Lanjutkan tulisan di bawah tentang perang antara Indonesia dan Belanda, mulai setelah kalimat terakhirnya.

● **Kutipan Teks**
━━━━━━━━━━
Dalam perang antara Indonesia dan Belanda misalnya, pihak Indonesia berada di jenis perang yang kedua, yaitu perang untuk memperjuangkan kemerdekaan bangsa Indonesia dari tindasan Belanda. Sementara sebaliknya, pihak Belanda berada di jenis perang yang pertama, yaitu perang untuk merebut dan menguasai wilayah bangsa lain, yaitu Indonesia.

Dalam perang ini, keduanya, baik Indonesia maupun Belanda, senantiasa menggunakan jalan kekerasan; kalau perlu dan memang perlu, keduanya saling bunuh-membunuh. Tapi kekerasan dan pembunuhan yang dilakukan oleh Indonesia adalah terpaksa karena dirinya dan tanah airnya diserang oleh musuh. Sehingga perang dan pembunuhan adalah mutlak perlu dilancarkan untuk mengusir bangsa asing dari tanah air Indonesia.

Sementara sebaliknya, perang dari Belanda didasarkan oleh nafsu serakah ingin menguasai dan menindas bangsa lain. Maka kekerasan dan pembunuhan yang dilakukan oleh Belanda adalah dilatarbelakangi oleh nafsu kotor dan jahat karena ingin menguasai, menghancurkan, dan merampok bangsa lain.

Maka dilihat dari kedua sifat perang ini, cocoklah bagi kita untuk menyatakan bahwa mutlak perlu bagi Indonesia untuk mengobarkan perang; sementara sebaliknya perang oleh Belanda adalah perang yang harus dienyahkan dari muka bumi dan dikutuk untuk selama-lamanya.
━━━━━━━━━━
● **Data yang Diberikan**
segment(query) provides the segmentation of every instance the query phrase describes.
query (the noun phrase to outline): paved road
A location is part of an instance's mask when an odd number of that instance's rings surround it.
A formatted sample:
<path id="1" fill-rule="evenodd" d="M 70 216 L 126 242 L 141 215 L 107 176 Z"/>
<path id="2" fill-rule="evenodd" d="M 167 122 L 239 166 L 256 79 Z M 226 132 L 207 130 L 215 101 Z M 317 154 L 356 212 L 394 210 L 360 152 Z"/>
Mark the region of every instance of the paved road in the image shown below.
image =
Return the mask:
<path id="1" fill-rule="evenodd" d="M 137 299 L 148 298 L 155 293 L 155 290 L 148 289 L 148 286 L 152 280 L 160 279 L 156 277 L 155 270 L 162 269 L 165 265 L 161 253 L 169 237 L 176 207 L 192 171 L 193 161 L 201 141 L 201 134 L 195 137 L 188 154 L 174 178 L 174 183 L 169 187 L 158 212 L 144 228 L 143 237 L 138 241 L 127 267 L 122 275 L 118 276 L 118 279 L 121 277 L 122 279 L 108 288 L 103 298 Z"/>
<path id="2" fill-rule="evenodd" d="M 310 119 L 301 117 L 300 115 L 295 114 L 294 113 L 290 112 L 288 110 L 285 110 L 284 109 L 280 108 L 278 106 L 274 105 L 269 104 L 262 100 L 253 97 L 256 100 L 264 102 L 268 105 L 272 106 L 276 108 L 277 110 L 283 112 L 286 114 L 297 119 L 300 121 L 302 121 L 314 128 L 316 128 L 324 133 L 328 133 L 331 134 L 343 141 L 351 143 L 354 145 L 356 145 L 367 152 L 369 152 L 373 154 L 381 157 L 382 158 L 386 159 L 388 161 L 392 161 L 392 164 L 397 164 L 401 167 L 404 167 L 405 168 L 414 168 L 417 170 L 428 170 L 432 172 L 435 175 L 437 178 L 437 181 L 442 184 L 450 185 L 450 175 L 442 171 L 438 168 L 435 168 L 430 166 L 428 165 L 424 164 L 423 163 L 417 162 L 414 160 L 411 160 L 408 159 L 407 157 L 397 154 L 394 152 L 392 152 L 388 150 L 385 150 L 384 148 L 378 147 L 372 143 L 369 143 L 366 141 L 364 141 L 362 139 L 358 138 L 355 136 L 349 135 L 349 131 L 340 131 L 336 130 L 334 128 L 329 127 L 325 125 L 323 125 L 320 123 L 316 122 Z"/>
━━━━━━━━━━
● **Hasil Latihan**
Sekarang, marilah kita bertanya: dalam perang antara TPNPB-OPM dan rakyat Papua melawan TNI/POLRI hari ini—keduanya masing-masing masuk golongan mana? Apakah golongan perang penindasan atau perang kemerdekaan? Jawaban atas pertanyaan ini hanya dapat ditarik dari kenyatan-kenyataan material yang melatarbelakangi perang tersebut.

Apa kenyataan material dari perang TPNPB-OPM dan rakyat Papua? Kenyatan material yang pertama adalah Papua merupakan bangsa sendiri yang berhak untuk merdeka dan berdaulat seperti halnya bangsa-bangsa lain di muka bumi. Tetapi proses ini dihancurkan dan direbut secara paksa oleh bangsa Indonesia sejak tahun 1961 hingga hari ini.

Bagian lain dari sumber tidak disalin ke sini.